### Data for this task
-- Begin --

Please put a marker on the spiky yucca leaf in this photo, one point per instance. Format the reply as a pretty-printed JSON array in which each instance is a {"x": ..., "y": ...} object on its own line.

-- End --
-- Begin --

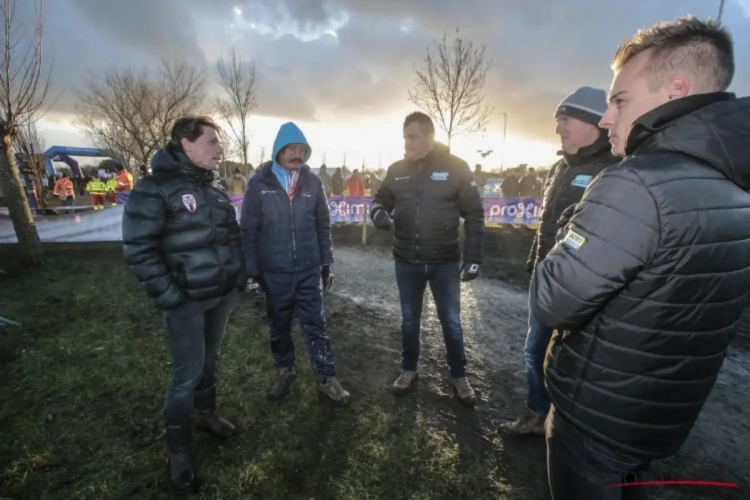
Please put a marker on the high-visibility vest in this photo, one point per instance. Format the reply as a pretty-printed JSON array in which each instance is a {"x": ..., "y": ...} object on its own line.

-- End --
-- Begin --

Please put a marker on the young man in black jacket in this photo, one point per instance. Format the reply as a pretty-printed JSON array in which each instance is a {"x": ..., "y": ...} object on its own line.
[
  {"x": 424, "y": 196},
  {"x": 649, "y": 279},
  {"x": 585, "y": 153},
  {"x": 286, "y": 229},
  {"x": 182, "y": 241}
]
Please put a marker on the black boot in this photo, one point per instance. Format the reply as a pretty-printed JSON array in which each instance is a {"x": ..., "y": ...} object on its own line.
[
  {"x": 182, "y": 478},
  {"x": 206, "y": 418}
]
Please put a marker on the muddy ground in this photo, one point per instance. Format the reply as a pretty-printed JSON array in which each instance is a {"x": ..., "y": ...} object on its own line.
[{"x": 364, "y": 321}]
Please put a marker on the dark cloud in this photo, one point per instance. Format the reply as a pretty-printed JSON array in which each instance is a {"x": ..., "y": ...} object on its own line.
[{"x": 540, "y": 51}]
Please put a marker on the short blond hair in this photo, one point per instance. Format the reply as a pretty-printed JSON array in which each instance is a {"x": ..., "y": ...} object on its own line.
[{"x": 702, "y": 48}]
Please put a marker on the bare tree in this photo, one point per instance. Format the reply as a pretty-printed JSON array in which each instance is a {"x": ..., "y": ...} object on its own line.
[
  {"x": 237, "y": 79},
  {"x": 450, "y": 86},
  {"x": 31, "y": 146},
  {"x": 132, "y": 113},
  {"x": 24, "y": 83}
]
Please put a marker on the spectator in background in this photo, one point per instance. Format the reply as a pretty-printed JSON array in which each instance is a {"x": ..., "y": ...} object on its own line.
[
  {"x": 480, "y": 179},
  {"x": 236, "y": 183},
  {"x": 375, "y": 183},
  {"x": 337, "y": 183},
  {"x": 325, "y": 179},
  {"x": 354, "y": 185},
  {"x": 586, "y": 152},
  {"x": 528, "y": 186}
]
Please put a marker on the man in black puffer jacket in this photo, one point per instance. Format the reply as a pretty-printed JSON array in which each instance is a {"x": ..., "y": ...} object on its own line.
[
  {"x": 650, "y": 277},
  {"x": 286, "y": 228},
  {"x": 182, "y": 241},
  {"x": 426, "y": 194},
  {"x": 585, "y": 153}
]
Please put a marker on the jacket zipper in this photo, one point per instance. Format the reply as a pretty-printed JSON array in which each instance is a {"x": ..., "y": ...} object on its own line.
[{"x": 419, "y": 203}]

-- End --

### Objective
From the data above, extract every line that contains the string "black", matching case exactly.

### The solution
Please put a marker on the young man in black jacket in this photo, one point per instance. Format the reply as a pretty-printed JSON array in which each instance is a {"x": ..., "y": ...} object on its own line.
Please put a marker on the black boot in this photo, one point per instance. Format the reply as a pretty-printed JSON array in which each instance is a {"x": ..., "y": ...} object on its own line.
Please put a marker on the man in black puffer jacket in this photo, one point per instance. Format the reply as a pretty-printed JSON array in which each instance is a {"x": ..., "y": ...} object on its own line.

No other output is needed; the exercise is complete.